### Work to complete
Beginning with the line that contains "on the cow's", extract each line through the end of the listing below, with no additions or omissions.
** Start Records shown **
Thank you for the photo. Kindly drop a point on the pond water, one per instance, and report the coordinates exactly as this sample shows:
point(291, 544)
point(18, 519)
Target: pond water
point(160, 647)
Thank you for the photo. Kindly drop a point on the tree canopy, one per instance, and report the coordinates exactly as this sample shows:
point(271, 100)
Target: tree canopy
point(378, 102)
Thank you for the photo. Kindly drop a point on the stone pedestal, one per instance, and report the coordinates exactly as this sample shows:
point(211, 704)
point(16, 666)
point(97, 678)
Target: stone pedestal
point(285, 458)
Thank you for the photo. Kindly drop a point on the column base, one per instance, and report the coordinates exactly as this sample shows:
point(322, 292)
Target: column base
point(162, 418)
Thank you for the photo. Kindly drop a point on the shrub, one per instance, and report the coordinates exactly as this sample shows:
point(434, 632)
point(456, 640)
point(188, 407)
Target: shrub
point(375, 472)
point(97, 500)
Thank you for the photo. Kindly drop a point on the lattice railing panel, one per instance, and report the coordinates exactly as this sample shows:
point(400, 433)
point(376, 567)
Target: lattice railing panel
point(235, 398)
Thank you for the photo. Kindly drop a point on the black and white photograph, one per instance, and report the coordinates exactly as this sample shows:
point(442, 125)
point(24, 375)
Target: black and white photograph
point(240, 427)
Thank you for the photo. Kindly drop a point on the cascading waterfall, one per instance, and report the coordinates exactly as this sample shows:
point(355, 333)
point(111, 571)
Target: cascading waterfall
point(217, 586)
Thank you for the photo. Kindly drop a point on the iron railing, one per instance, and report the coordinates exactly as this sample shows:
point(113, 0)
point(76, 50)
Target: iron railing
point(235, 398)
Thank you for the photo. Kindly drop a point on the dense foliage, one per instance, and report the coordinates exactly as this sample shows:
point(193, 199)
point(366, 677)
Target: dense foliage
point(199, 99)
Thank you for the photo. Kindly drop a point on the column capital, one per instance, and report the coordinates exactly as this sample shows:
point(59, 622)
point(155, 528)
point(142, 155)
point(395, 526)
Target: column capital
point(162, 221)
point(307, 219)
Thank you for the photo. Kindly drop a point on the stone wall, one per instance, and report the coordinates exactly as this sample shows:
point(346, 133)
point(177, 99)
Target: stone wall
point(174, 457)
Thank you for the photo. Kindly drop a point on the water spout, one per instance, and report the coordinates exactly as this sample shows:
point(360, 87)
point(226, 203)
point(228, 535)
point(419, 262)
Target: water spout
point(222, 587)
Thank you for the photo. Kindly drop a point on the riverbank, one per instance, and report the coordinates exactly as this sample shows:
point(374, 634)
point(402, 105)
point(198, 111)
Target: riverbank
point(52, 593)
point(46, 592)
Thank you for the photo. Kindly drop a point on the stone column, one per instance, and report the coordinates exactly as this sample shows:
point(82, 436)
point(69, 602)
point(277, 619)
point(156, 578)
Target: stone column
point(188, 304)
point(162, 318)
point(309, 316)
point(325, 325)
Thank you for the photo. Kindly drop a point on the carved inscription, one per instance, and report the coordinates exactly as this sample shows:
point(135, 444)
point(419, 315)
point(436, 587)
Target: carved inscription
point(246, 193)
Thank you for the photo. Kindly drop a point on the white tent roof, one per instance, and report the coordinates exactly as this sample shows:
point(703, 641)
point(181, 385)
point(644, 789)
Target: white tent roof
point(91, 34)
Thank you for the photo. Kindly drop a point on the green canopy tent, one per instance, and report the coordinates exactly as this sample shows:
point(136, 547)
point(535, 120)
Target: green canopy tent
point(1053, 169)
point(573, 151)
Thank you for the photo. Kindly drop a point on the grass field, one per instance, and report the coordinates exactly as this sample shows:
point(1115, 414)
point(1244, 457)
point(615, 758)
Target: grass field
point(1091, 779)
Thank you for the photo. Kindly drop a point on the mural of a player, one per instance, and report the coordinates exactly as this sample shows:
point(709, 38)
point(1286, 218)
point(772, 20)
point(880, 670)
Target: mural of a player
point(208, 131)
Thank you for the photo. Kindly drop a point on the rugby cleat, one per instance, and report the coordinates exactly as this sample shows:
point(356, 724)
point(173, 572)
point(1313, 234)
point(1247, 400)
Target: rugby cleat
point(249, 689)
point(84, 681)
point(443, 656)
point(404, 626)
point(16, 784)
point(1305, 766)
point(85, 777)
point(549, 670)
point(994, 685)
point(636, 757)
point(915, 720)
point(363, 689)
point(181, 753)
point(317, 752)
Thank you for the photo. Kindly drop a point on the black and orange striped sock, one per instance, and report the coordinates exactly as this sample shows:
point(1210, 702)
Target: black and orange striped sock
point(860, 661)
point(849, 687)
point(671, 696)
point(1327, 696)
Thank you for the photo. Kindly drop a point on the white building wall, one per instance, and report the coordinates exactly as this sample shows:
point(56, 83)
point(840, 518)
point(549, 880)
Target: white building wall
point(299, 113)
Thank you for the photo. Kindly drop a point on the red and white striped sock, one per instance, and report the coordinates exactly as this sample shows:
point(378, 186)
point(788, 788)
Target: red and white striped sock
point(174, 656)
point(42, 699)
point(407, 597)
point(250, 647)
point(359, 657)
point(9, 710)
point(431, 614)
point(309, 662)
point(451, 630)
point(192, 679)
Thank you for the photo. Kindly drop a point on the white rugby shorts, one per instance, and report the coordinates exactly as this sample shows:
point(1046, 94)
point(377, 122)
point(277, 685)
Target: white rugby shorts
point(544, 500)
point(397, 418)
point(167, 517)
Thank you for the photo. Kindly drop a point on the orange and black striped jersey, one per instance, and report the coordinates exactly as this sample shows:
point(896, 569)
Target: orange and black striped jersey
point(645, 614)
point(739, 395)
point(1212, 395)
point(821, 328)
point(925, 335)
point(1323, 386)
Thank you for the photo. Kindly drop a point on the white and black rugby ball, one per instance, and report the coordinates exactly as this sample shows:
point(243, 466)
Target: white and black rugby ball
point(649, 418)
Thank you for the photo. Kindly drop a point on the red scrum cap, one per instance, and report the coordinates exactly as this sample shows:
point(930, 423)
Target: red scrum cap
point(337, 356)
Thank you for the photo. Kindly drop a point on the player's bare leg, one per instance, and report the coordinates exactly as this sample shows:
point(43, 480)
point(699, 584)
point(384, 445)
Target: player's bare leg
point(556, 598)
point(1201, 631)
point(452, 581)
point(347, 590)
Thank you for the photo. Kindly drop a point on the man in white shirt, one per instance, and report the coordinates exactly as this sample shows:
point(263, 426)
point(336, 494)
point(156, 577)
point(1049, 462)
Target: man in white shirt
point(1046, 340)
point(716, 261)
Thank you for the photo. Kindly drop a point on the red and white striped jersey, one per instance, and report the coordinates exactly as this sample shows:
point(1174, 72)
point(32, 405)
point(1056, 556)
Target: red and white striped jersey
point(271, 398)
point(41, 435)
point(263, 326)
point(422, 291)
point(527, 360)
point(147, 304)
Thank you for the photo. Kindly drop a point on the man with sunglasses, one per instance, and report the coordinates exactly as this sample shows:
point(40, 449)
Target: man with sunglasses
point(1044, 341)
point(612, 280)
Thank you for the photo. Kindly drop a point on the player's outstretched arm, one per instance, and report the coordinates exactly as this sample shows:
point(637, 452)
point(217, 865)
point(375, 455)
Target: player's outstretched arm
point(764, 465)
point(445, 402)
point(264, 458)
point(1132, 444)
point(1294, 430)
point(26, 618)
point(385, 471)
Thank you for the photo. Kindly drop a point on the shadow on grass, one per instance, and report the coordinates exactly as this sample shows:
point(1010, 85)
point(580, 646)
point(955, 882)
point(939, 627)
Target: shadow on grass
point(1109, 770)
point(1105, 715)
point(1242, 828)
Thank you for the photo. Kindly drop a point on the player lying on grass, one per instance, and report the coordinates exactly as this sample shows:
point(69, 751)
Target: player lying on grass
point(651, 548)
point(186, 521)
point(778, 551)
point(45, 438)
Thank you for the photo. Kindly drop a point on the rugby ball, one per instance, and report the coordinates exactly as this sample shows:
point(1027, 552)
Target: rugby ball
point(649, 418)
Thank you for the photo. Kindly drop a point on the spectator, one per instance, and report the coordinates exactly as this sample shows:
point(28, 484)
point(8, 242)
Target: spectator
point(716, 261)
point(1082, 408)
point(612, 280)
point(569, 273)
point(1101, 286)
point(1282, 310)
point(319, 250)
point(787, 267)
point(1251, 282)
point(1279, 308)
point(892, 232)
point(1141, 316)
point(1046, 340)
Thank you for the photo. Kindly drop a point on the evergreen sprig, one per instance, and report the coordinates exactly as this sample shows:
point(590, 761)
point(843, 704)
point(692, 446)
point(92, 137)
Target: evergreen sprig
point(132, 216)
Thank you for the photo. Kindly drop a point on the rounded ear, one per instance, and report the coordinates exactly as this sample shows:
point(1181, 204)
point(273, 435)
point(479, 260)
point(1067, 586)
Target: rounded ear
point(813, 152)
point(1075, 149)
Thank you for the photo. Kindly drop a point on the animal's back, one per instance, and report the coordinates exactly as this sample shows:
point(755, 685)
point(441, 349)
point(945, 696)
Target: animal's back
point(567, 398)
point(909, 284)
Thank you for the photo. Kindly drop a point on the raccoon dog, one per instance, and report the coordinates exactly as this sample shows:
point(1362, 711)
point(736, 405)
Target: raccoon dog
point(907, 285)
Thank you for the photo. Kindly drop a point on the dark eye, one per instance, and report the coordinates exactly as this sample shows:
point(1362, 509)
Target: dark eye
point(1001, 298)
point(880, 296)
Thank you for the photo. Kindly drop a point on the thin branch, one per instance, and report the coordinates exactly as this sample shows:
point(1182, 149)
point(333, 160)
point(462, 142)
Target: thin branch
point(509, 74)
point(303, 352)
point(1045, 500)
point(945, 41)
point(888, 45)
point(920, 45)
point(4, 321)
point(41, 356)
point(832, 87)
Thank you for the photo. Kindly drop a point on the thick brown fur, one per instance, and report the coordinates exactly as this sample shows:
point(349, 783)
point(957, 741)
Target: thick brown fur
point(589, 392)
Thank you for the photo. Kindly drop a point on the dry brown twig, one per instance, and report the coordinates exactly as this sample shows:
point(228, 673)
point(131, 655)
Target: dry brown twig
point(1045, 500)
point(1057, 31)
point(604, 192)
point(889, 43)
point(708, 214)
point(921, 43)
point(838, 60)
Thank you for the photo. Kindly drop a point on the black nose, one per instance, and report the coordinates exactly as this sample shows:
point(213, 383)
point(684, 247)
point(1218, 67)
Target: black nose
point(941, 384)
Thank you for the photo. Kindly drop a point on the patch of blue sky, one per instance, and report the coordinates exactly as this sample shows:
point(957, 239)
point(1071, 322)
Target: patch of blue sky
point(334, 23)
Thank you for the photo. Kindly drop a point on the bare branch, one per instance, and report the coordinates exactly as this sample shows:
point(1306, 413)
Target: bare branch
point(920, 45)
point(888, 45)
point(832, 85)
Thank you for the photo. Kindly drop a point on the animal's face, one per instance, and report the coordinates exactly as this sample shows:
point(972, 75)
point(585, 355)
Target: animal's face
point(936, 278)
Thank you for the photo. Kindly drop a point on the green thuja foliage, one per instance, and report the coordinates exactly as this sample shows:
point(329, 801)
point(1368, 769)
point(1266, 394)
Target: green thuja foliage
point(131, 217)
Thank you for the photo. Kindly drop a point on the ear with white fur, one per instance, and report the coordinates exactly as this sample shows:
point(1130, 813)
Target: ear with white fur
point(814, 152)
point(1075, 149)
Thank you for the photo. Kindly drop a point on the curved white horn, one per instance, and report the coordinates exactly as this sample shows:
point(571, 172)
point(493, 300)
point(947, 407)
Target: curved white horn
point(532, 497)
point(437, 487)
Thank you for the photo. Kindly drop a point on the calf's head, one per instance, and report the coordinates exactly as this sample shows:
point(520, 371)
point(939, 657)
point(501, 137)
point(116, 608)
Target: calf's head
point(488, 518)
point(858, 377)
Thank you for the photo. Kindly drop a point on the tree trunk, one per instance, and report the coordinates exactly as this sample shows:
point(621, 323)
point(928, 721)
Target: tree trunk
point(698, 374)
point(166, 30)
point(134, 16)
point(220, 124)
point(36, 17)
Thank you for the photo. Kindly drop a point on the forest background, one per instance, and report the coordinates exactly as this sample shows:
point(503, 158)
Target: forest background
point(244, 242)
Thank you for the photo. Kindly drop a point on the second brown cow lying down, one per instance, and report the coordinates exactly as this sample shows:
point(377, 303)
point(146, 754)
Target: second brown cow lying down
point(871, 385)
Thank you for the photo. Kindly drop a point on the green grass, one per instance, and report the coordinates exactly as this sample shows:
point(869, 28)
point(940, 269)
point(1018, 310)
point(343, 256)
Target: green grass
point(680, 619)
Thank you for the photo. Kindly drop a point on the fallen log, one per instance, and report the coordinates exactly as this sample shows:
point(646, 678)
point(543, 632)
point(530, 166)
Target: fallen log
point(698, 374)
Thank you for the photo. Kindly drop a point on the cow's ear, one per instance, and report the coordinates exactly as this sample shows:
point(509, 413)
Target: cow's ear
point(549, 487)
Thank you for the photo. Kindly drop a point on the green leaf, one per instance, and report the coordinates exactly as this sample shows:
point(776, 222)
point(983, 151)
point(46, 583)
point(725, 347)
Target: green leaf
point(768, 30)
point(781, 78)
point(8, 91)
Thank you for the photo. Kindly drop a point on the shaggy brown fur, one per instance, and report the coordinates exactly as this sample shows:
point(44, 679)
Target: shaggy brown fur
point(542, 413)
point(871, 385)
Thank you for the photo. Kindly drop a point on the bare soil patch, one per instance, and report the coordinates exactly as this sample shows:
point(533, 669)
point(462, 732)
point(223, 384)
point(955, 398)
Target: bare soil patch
** End Records shown **
### Worked solution
Thank you for the photo. Kindly drop a point on the cow's ear, one per instance, and report the coordinates exactly as this sample shows:
point(509, 413)
Target: cow's ear
point(549, 487)
Thank you for the photo. Kindly drop a point on the green leaf, one per instance, and report the coordinates exactly as this sample shows:
point(776, 222)
point(983, 151)
point(46, 583)
point(725, 347)
Target: green leaf
point(768, 30)
point(781, 78)
point(8, 91)
Thank you for the photo. Kindly drop a point on the shaggy brown fur, one per instance, and report the coordinates exactly as this sample shows:
point(44, 679)
Target: shaggy brown fur
point(542, 413)
point(871, 385)
Thank you for the photo. Kindly drop a point on the bare soil patch, one per instance, and report the coordinates exactly as this sample shows:
point(533, 669)
point(462, 732)
point(223, 384)
point(955, 398)
Target: bare soil patch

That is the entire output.